As 2019 fast approaches, the club we all know and love has yet again evolved under the new exec in the pursuit of the Club of the Year double. Some of the changes have been less than desirable (the absence of the vodka boat race after club meal and the Circle Police becoming increasingly harsher in particular), however, there have been many fantastic developments which I am excited to share with you – not merely the return of Thursday Mupdates – thanks Owen. I thought that in true Randall style, the Term 1 President’s Report should be at least a little bit late in an attempt to balance out Owen’s eagerness so here goes…

The term started with a flurry of elections and applications for exec positions new and old, with the inception of the Welfare Sec in an attempt to further strengthen relations not only within the club but also with the SU. Big Tick. Preparation began for the new cohort of UWMCC freshers as nerves spread among the club and a number of questions needed answering:

Who could possibly fill the big shoes of Little Choppy Lawson?
Will the club still be able to run without Mihir?
Has Rooty left uni yet?

————

Stated goal A — Display each line of the listing that contains the word "roof".

————

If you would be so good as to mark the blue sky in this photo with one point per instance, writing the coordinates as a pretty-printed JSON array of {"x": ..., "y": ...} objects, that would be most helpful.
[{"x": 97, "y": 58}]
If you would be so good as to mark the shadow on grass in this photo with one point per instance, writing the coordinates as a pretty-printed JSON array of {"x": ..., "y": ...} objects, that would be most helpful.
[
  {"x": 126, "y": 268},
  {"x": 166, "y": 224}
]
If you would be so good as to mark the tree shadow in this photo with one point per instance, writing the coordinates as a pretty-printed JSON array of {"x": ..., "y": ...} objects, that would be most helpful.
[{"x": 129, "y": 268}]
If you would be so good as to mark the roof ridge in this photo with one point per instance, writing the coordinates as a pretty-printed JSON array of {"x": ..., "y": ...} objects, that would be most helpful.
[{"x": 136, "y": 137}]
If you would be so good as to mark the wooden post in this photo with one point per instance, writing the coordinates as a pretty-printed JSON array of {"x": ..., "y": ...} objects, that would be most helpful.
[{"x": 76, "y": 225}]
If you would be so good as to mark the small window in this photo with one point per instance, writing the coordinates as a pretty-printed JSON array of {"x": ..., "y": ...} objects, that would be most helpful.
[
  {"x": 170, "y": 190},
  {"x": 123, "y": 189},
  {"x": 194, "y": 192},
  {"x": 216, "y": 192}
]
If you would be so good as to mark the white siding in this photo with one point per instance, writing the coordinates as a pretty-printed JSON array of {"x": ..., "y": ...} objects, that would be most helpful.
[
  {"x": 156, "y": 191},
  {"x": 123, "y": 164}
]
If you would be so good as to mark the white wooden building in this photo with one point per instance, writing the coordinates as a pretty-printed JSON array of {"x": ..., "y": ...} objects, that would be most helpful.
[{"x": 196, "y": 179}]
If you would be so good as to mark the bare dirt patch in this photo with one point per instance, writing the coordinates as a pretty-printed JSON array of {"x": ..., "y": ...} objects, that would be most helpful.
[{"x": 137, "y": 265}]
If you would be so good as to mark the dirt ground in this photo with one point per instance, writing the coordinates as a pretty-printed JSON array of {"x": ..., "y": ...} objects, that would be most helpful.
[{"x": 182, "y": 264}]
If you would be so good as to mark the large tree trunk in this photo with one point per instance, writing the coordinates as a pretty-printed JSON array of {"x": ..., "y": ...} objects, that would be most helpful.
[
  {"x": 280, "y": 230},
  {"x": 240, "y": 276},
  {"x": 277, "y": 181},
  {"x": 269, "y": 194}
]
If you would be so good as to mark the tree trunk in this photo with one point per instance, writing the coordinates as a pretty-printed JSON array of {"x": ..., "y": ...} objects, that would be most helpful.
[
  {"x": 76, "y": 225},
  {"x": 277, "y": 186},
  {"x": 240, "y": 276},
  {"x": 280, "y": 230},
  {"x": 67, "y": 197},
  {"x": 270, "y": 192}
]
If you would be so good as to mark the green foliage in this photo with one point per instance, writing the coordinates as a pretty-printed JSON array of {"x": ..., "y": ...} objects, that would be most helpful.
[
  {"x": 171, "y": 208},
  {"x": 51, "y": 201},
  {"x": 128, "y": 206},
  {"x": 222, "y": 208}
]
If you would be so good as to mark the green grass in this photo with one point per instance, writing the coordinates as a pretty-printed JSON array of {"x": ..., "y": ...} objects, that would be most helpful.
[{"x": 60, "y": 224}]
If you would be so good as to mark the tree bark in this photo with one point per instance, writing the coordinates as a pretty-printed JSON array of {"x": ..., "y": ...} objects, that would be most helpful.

————

Stated goal B — According to the president's report, which new exec position was created at the start of the term?

Written solution A —
If you would be so good as to mark the roof ridge in this photo with one point per instance, writing the coordinates as a pretty-printed JSON array of {"x": ..., "y": ...} objects, that would be most helpful.

Written solution B — The Welfare Sec.